Start of Source information
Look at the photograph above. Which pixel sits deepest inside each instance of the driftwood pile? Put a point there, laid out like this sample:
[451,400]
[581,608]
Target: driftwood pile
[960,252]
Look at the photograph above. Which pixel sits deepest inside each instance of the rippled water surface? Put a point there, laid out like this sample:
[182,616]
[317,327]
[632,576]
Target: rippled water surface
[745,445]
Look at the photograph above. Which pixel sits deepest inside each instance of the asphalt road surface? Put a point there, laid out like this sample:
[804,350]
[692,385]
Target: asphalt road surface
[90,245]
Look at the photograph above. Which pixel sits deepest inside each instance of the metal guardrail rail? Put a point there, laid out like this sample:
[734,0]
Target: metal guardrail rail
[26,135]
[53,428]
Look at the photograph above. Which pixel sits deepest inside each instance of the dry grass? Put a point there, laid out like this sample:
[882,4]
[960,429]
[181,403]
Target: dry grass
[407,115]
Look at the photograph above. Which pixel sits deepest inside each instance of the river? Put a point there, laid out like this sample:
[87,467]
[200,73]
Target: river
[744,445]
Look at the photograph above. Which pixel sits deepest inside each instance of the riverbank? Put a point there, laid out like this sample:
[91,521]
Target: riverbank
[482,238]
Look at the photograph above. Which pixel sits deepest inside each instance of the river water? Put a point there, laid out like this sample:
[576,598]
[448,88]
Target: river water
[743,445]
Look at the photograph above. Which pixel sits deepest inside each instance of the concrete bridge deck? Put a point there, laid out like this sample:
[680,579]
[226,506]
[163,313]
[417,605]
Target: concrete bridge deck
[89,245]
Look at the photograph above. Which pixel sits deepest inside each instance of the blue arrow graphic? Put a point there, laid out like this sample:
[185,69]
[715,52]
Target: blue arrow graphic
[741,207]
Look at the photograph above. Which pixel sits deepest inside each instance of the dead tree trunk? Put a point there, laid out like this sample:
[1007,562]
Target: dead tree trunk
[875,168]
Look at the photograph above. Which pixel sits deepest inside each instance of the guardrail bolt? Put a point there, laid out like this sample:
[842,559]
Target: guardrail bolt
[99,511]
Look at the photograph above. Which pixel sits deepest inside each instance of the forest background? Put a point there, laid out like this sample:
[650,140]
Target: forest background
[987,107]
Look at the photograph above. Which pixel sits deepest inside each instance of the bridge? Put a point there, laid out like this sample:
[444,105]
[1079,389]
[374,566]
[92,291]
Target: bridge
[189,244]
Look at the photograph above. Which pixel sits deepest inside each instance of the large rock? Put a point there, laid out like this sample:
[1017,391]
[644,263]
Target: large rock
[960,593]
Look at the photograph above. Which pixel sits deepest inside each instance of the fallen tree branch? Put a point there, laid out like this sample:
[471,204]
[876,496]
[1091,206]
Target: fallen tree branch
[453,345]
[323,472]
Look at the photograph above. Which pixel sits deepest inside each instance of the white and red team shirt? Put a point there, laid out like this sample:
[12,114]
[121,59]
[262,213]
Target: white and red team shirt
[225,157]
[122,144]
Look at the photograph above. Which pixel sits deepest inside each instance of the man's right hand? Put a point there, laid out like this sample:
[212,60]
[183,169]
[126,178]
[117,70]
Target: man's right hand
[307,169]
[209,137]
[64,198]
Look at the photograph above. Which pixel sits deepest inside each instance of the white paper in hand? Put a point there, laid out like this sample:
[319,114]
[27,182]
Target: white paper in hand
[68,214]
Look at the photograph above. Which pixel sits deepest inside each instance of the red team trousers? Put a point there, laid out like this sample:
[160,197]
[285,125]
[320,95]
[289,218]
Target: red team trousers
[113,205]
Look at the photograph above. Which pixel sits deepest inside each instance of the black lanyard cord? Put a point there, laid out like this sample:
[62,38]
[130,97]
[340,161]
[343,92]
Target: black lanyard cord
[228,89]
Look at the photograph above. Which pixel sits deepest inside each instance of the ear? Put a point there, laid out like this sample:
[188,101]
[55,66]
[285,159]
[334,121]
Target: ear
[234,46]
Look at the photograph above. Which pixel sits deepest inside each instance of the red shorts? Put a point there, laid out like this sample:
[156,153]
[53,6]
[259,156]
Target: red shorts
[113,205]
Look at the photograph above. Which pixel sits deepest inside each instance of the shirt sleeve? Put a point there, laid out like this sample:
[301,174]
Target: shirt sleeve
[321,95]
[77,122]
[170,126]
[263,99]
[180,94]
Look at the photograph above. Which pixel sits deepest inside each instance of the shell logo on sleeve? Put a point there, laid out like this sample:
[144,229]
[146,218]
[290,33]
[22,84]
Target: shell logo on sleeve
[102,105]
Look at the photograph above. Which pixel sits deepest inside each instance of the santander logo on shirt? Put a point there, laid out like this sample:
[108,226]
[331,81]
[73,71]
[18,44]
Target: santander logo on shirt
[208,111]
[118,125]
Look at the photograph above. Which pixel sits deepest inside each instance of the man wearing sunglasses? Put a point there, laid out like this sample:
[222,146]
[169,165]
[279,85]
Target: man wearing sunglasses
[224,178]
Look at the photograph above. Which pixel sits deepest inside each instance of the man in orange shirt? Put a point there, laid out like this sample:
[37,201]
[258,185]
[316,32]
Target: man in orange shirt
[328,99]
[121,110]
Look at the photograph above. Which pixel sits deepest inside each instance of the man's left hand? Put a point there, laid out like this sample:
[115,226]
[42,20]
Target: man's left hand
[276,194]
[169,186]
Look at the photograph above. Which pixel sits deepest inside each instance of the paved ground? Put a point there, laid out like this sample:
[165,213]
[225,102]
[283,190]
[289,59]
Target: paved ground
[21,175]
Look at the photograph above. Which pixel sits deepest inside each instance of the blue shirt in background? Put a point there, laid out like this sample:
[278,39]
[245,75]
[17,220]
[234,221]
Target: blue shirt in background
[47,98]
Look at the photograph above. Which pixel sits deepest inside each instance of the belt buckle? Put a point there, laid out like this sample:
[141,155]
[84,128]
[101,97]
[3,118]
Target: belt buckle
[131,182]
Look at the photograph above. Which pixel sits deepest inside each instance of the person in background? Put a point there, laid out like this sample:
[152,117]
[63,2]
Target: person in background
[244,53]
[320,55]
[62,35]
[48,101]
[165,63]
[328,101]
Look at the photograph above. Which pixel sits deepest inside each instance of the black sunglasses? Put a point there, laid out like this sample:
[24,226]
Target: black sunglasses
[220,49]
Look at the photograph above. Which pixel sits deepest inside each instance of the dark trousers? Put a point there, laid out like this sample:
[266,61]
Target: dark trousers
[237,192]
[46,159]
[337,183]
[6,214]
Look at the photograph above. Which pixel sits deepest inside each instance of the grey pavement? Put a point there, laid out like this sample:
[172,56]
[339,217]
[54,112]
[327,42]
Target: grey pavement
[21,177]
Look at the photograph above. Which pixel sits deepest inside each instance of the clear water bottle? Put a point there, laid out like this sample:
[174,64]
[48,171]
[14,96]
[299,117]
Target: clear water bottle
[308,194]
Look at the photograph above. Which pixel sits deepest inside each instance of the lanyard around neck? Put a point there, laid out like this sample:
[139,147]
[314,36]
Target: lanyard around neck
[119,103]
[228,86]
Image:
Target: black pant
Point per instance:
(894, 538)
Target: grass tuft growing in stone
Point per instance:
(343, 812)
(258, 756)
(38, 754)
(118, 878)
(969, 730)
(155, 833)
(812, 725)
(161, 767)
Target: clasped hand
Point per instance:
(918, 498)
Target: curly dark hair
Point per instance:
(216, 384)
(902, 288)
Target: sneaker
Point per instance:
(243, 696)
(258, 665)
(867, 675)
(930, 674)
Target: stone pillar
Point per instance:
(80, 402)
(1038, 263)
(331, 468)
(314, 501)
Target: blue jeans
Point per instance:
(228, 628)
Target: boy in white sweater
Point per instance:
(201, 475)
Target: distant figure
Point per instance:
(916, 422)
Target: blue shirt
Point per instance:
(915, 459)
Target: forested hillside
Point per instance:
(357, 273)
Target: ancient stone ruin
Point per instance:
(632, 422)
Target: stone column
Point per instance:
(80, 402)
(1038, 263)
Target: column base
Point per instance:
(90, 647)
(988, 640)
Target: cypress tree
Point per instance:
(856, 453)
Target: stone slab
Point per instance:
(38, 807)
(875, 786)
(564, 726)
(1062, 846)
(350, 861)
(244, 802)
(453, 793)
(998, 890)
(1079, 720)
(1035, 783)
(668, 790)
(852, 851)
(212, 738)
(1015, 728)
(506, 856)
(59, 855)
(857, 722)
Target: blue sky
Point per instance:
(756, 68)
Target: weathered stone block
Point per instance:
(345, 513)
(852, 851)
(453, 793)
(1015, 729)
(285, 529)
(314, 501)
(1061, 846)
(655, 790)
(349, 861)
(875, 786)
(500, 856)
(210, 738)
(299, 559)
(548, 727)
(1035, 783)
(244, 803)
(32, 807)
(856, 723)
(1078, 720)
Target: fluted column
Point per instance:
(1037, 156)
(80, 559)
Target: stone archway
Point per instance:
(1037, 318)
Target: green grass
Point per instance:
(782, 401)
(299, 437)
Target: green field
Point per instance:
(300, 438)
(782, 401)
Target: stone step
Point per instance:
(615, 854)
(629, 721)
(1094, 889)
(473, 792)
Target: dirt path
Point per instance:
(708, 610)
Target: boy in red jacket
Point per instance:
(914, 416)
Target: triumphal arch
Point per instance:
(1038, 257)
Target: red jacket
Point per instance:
End of Source information
Extract every line containing the string "jacket" from the data above.

Solution to this problem:
Target: boy in red jacket
Target: red jacket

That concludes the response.